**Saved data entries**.
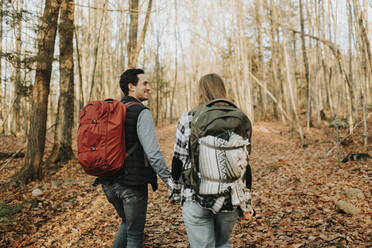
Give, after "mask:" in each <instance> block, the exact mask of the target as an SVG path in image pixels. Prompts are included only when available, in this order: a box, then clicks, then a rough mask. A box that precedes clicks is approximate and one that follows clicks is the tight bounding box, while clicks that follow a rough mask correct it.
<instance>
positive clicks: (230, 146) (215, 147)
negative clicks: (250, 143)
mask: <svg viewBox="0 0 372 248" xmlns="http://www.w3.org/2000/svg"><path fill="white" fill-rule="evenodd" d="M199 144H201V145H203V146H206V147H209V148H212V149H215V150H223V151H230V150H235V149H240V148H243V147H245V146H246V145H242V146H214V145H211V144H208V143H207V142H205V141H204V140H199Z"/></svg>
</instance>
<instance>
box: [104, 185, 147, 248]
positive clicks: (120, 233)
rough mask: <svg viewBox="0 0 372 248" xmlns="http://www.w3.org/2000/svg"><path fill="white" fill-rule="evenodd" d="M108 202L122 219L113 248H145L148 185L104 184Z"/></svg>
mask: <svg viewBox="0 0 372 248" xmlns="http://www.w3.org/2000/svg"><path fill="white" fill-rule="evenodd" d="M102 189H103V191H104V192H105V194H106V197H107V200H108V201H109V202H110V203H111V204H112V205H113V206H114V207H115V209H116V212H117V213H118V215H119V216H120V218H121V219H122V222H121V224H120V227H119V230H118V232H117V233H116V237H115V241H114V245H113V248H119V247H120V248H123V247H129V248H143V241H144V229H145V223H146V211H147V199H148V194H147V185H141V186H137V187H133V186H132V187H129V186H122V185H119V184H117V183H114V184H102Z"/></svg>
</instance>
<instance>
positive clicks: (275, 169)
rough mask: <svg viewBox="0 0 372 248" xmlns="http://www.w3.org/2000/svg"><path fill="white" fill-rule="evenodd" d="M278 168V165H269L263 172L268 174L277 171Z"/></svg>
mask: <svg viewBox="0 0 372 248" xmlns="http://www.w3.org/2000/svg"><path fill="white" fill-rule="evenodd" d="M280 167H281V166H280V165H270V166H267V167H266V168H265V170H266V171H267V172H269V173H270V172H273V171H276V170H278V169H279V168H280Z"/></svg>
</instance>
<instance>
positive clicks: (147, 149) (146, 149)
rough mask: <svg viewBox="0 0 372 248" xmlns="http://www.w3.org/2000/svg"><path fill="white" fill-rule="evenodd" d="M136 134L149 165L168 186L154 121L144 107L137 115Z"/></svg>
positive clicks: (161, 154)
mask: <svg viewBox="0 0 372 248" xmlns="http://www.w3.org/2000/svg"><path fill="white" fill-rule="evenodd" d="M137 135H138V139H139V141H140V143H141V145H142V147H143V150H144V151H145V154H146V157H147V159H148V161H149V163H150V166H151V167H152V168H153V169H154V171H155V172H156V173H157V174H158V175H159V176H160V178H161V180H162V181H163V182H164V183H165V184H166V185H167V187H168V188H169V185H168V179H169V177H170V172H169V170H168V168H167V165H166V163H165V161H164V157H163V154H162V153H161V151H160V147H159V143H158V140H157V139H156V133H155V127H154V122H153V119H152V115H151V112H150V110H148V109H144V110H143V111H142V112H141V113H140V115H139V116H138V121H137Z"/></svg>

**Assignment**.
Find each line in the records above that contains the word "clicks" and copy all of those lines.

**Answer**.
Give, after "mask:" in each <instance> block, the exact mask of the target as an SVG path in image pixels. Prompts are included only when available, in this order: a box, then clicks, then a rough mask. A box that precedes clicks is approximate and one that follows clicks is the tight bounding box, while clicks that follow a rough mask correct it.
positive clicks: (230, 146) (215, 147)
negative clicks: (250, 143)
positive clicks: (120, 233)
positive clicks: (275, 169)
positive clicks: (147, 149) (146, 149)
positive clicks: (161, 154)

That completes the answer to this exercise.